Extrait de page:

···

Vendredi 14 décembre, dans l'émission « Balance ton post ! », sur C8, deux Gilets jaunes ont à nouveau créé le malaise en insinuant que le gouvernement mentait sur l'attentat de Strasbourg (source : Conspiracy Watch, 16 décembre 2018). Le phénomène n’est pas minoritaire, comme l’a montré Tristan Mendès France, en révélant cette tendance forte sur les réseaux sociaux, notamment sur les groupes Facebook de gilets jaunes. L’essayiste a pu rappeler dans un entretien au Journal du Dimanche, entre autres facteurs explicatifs, les conséquences du discrédit actuel de la parole médiatique : « Cela libère un espace non contrôlé dans lequel tout est nivelé et où toute parole a sa place. Une information d’un média de référence ne vaut pas plus qu’un témoignage d’une personne lambda sur un groupe Facebook. » (source : JDD, 12 décembre 2018). On lira également sur ce sujet les commentaires de Rudy Reichstadt interrogé par le journal Le Point. Cette poussée sans précédent a provoqué des réactions officielles de politiques tels que Bruno Studer, député LREM du Bas-Rhin, à l’Assemblée nationale, ou Adrien Quatennens, député LFI du Nord, appelant à ne pas relayer les fausses informations. On écoutera en outre les mises au point journalistiques de Thomas Legrand, pointant la responsabilité des hommes politiques, de certains intellectuels et des grands médias, et de Jean Birnbaum, rappelant la dimension « profondément égocentrique » du complotisme. Il faut enfin noter que les contenus complotistes ont suscité des réactions de désaccord chez les Gilets jaunes, allant jusqu’à provoquer la fermeture des commentaires sur certaines pages Facebook (source : Huffington Post, 12 décembre 2018 ; nouvelobs.com, 12 décembre 2018.

···

Données de localisation de points
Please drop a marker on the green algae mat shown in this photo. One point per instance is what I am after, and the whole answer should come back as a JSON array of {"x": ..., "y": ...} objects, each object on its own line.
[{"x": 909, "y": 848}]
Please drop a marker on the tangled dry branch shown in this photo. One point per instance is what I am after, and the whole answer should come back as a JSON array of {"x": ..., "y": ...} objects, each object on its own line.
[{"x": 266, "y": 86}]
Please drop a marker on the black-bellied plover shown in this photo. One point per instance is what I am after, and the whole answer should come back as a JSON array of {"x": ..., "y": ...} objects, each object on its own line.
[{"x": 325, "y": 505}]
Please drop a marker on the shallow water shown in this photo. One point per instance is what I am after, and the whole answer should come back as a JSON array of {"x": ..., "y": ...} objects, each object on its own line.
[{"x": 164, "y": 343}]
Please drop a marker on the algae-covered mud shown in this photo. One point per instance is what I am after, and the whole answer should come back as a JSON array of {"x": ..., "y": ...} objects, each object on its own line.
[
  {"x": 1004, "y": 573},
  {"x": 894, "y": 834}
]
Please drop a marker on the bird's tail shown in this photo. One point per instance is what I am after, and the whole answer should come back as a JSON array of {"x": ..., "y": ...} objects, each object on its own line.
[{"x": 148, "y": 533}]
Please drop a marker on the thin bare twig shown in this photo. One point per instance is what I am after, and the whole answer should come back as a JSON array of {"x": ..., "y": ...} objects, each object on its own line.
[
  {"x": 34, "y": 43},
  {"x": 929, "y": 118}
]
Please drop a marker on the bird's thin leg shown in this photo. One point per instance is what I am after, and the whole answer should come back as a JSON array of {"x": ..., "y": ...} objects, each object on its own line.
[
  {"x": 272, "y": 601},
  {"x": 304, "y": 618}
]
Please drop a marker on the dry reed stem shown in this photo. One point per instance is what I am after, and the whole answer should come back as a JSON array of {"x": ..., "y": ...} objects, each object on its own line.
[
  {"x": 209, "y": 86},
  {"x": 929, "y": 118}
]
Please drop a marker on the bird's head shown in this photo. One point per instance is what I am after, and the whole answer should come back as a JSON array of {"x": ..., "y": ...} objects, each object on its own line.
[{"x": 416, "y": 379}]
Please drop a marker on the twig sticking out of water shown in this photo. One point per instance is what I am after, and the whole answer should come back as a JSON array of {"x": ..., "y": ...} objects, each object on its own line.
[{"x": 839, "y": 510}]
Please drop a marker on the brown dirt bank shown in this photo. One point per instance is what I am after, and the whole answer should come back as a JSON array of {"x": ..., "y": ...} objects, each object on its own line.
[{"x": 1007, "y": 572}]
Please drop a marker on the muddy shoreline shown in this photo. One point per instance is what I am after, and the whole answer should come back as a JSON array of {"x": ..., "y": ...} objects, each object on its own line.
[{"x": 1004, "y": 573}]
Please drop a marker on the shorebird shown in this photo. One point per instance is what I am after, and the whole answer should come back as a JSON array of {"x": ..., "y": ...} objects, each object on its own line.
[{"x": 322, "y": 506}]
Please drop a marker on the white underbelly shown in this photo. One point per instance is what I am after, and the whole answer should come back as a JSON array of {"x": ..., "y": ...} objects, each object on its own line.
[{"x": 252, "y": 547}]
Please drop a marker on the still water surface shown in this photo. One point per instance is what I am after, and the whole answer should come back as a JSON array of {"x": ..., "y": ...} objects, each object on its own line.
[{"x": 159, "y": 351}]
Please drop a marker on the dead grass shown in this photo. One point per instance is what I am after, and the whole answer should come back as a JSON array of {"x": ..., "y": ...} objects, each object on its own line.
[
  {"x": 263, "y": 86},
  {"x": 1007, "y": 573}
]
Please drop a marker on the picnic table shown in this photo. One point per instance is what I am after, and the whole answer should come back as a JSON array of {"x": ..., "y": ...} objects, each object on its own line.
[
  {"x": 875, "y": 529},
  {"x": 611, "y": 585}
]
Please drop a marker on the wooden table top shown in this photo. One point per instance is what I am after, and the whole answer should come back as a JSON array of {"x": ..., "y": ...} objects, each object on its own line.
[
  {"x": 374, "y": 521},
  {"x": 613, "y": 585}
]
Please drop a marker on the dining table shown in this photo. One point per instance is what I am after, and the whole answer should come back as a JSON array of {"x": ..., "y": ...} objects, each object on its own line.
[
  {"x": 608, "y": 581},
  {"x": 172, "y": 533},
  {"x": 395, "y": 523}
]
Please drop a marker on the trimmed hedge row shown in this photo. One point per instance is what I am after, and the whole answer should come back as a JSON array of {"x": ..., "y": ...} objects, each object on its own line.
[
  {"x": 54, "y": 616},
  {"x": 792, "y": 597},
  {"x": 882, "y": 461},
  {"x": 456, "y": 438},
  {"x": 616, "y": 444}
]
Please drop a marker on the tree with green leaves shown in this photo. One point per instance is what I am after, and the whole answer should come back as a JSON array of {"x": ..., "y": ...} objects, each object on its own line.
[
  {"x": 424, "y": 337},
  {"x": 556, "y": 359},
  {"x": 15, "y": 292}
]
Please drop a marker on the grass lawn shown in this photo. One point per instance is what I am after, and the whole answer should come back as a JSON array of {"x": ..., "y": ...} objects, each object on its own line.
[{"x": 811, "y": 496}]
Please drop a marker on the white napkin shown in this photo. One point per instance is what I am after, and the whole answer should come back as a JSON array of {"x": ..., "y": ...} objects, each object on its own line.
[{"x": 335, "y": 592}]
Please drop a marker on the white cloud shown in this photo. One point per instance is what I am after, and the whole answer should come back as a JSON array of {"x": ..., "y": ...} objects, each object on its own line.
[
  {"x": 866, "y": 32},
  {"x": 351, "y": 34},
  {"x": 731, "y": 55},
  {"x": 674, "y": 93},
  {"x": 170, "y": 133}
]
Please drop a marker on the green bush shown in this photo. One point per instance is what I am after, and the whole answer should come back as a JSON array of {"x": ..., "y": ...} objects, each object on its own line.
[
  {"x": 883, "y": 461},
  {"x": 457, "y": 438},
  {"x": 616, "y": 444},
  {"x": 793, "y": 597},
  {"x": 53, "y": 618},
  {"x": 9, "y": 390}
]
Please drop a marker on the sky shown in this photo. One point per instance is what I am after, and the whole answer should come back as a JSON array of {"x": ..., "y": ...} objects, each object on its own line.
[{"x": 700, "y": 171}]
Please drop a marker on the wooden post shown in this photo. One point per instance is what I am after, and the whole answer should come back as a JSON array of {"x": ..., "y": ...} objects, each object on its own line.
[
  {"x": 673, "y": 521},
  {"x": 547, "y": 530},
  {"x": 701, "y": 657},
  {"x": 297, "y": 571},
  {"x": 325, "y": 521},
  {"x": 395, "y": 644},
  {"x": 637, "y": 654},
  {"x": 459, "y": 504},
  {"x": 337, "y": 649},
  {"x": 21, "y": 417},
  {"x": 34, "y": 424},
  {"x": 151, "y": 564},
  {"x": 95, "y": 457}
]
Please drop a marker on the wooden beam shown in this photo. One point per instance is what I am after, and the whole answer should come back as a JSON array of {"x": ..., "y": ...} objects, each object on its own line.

···

Travail demandé:
D'après l'extrait de page, de quel département Bruno Studer est-il député ?

Zone de réponse:
Du Bas-Rhin.